*INSTRUCTIONS TO FOLLOW*
Pull every line containing "wooden" from the data.

*SOURCE DATA*
- - -
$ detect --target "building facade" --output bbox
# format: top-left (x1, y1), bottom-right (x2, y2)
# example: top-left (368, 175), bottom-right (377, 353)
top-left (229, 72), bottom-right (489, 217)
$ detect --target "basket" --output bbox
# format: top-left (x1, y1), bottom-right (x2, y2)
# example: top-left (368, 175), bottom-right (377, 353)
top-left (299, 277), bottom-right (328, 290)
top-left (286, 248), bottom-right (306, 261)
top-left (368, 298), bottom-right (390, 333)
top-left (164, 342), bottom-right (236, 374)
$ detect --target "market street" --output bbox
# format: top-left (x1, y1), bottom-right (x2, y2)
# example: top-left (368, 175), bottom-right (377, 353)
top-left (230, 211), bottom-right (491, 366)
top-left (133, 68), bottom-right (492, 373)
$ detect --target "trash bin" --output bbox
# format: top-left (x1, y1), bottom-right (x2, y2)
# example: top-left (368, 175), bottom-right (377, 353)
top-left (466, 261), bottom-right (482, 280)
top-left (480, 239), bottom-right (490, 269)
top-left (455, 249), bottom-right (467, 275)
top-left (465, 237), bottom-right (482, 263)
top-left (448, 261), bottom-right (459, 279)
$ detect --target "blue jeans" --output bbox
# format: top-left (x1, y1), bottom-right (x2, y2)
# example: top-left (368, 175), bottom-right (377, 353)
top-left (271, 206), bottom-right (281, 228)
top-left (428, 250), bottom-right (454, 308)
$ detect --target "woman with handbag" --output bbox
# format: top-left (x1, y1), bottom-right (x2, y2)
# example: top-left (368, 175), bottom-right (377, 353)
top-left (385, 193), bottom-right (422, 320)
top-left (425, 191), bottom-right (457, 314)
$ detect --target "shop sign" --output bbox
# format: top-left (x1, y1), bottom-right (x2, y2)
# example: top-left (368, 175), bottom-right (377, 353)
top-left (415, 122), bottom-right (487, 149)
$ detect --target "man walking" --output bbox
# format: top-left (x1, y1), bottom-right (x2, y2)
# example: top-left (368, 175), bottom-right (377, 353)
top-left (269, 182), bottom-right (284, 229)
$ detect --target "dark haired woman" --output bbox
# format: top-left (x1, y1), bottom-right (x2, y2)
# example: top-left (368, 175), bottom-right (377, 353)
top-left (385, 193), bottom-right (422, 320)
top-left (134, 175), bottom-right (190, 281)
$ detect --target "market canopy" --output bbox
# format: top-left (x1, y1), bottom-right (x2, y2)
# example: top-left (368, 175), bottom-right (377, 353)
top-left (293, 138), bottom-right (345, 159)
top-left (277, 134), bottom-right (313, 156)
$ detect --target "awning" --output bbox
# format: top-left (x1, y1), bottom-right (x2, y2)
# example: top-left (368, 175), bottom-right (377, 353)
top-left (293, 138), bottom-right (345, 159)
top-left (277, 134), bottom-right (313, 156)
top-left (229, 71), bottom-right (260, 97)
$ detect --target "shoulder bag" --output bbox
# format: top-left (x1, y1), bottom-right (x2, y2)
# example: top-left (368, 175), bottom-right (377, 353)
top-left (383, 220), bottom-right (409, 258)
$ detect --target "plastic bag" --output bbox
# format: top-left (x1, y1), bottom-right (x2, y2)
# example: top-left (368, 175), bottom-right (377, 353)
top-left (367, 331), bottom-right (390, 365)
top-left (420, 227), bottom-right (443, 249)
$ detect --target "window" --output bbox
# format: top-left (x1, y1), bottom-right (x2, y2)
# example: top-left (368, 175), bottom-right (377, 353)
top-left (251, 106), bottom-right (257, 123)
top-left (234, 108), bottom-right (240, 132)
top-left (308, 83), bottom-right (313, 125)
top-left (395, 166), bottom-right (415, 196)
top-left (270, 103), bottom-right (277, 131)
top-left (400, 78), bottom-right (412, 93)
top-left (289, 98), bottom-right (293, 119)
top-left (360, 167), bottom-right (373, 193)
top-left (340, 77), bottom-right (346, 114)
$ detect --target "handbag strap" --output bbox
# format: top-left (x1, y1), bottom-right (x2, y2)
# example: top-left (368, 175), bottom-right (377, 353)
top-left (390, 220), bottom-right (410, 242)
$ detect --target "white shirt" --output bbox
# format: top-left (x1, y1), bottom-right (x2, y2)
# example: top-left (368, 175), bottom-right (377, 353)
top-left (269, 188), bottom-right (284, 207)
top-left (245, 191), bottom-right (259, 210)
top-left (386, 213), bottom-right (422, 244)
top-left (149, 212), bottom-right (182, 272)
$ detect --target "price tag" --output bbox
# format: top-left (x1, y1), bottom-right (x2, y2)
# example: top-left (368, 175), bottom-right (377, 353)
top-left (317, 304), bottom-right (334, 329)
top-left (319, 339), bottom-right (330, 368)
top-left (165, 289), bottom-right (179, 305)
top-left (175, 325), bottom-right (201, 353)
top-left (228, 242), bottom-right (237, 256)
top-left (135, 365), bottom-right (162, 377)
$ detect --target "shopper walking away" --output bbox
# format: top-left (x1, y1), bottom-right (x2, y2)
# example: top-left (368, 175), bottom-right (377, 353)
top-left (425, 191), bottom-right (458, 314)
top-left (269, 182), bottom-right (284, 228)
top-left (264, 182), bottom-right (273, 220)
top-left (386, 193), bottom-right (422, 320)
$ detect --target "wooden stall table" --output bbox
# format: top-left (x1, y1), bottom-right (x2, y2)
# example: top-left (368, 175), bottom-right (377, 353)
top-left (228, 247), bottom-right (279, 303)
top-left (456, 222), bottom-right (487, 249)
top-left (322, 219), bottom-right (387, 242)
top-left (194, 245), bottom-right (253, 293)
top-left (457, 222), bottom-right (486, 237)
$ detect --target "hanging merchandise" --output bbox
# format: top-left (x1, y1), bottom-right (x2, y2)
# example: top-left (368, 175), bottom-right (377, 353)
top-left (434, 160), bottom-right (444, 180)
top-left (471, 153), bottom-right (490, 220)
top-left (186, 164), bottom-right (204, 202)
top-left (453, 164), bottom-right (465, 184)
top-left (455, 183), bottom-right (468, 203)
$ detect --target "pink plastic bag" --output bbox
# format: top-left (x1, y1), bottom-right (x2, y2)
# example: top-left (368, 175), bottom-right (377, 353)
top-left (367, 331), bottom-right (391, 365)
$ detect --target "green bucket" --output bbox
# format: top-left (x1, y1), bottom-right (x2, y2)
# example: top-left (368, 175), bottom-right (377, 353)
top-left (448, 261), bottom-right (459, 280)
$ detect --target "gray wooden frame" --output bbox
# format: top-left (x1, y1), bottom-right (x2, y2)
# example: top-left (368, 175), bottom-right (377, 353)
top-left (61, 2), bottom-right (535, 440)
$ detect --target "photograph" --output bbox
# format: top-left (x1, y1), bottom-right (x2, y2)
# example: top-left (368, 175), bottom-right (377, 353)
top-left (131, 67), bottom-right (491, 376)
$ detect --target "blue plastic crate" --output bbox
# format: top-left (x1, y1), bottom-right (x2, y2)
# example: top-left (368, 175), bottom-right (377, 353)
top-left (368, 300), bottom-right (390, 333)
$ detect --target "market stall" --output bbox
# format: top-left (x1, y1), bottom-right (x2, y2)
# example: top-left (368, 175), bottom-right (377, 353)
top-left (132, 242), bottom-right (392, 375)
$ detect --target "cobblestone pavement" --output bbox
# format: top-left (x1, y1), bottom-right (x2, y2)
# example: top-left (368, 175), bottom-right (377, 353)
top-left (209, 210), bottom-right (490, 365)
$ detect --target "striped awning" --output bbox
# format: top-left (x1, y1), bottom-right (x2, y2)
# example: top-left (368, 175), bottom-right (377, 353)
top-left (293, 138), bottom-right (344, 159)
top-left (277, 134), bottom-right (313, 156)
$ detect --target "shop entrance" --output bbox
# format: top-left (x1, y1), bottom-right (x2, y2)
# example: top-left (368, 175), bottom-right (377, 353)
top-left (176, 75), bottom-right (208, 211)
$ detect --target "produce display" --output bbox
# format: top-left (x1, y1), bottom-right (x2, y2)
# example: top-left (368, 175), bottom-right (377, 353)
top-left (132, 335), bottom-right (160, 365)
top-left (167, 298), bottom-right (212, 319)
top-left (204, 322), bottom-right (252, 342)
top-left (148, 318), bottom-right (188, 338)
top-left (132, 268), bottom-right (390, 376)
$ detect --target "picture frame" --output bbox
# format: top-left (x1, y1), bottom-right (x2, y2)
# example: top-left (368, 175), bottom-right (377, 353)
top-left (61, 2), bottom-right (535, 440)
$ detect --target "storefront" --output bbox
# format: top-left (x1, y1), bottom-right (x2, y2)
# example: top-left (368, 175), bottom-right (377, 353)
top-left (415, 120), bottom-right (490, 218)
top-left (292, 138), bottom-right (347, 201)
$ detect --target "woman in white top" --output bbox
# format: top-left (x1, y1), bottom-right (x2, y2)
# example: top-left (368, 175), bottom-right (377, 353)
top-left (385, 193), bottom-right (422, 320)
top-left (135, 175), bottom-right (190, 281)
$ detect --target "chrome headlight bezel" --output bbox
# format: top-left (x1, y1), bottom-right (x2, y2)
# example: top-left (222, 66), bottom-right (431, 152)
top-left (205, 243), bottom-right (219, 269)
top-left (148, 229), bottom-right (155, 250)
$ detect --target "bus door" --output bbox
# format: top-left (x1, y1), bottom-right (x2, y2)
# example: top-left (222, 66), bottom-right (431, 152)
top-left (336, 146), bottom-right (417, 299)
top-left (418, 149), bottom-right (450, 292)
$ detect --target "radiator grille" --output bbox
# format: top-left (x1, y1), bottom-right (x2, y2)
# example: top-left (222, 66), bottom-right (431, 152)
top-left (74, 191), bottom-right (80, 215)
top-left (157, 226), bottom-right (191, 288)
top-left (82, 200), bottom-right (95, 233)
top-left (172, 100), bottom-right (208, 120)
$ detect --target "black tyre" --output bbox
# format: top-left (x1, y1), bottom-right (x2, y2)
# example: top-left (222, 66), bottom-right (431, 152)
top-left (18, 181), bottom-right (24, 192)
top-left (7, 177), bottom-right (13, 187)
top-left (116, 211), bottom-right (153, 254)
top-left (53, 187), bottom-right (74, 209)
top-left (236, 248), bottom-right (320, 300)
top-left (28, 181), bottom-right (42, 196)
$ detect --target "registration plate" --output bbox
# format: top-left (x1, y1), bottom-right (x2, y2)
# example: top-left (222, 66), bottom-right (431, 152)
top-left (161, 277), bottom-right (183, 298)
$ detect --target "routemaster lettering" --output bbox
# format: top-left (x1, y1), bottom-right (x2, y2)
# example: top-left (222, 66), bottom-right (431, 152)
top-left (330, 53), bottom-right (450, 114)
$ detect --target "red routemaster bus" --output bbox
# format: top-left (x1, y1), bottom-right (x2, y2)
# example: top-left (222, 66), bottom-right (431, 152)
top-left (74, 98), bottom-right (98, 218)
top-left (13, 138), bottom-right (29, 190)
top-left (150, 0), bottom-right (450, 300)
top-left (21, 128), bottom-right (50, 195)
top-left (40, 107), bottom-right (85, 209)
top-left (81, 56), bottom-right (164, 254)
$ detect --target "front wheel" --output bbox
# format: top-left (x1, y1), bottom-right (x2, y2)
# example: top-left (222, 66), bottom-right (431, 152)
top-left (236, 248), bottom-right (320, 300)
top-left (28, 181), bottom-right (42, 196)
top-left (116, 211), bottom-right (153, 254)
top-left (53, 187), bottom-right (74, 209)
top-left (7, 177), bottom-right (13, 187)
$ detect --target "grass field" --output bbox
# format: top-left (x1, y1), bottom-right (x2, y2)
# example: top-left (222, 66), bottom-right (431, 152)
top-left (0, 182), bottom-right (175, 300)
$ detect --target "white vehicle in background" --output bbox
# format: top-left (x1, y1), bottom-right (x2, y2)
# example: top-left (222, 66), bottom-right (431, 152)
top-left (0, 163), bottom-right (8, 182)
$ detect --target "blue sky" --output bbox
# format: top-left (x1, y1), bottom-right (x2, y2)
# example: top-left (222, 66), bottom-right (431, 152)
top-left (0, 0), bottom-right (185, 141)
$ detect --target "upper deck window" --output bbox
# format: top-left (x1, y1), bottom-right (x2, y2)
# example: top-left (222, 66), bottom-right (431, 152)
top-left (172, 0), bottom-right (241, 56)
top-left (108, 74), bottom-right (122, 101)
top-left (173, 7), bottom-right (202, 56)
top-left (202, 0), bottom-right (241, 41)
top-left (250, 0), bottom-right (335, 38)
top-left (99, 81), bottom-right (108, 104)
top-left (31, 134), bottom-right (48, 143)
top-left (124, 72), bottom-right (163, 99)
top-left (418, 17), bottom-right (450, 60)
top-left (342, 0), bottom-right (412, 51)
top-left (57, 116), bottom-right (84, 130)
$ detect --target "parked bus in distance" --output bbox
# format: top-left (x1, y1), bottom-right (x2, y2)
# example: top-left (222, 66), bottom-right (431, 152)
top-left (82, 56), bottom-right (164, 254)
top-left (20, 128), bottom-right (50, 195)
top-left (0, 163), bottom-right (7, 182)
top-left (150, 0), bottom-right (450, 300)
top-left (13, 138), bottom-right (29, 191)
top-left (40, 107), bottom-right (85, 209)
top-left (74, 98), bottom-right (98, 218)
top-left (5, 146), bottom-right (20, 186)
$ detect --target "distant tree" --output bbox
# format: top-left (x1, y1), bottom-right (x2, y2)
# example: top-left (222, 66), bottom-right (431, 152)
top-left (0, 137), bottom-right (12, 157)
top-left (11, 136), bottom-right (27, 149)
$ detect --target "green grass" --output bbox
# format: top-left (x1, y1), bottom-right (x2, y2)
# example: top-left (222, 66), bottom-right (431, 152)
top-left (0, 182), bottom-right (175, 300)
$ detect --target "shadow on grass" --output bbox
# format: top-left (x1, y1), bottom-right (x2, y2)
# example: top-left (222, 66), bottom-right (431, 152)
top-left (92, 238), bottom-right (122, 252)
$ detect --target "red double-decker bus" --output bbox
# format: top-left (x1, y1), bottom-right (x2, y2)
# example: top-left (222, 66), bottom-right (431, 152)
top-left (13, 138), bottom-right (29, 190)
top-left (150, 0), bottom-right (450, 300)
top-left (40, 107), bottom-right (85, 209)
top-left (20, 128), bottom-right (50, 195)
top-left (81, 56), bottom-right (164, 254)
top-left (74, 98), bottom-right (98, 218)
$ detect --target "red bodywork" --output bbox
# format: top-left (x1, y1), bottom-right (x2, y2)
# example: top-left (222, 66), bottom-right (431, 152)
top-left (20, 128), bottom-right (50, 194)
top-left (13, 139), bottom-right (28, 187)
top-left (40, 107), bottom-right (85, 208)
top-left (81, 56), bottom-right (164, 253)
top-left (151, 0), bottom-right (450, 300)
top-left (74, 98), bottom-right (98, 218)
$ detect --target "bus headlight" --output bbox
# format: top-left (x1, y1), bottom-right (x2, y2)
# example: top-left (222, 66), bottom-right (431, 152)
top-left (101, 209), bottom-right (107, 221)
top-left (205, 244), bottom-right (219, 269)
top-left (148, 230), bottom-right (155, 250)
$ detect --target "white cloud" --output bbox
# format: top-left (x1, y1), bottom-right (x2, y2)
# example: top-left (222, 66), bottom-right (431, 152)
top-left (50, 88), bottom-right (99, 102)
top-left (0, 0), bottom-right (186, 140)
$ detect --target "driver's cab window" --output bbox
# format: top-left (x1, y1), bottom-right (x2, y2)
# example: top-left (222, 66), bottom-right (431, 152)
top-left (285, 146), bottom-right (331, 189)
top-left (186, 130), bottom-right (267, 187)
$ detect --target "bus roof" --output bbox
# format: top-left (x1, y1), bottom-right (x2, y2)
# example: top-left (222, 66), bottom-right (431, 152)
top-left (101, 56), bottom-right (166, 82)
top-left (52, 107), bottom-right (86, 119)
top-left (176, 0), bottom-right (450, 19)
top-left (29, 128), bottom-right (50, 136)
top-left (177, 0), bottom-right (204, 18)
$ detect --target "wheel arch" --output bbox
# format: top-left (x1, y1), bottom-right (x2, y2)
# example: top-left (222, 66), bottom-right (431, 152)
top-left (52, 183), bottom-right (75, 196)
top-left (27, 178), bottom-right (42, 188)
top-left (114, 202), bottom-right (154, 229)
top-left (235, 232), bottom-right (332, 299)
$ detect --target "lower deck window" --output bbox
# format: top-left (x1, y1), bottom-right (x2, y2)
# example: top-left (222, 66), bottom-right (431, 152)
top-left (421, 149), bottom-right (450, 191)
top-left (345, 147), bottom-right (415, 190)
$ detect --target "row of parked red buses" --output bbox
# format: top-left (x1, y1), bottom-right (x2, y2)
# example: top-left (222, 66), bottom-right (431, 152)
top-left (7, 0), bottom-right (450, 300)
- - -
*YOUR SOLUTION*
$ detect --target "wooden stall table" --output bbox
$ detect --target "gray wooden frame" --output bbox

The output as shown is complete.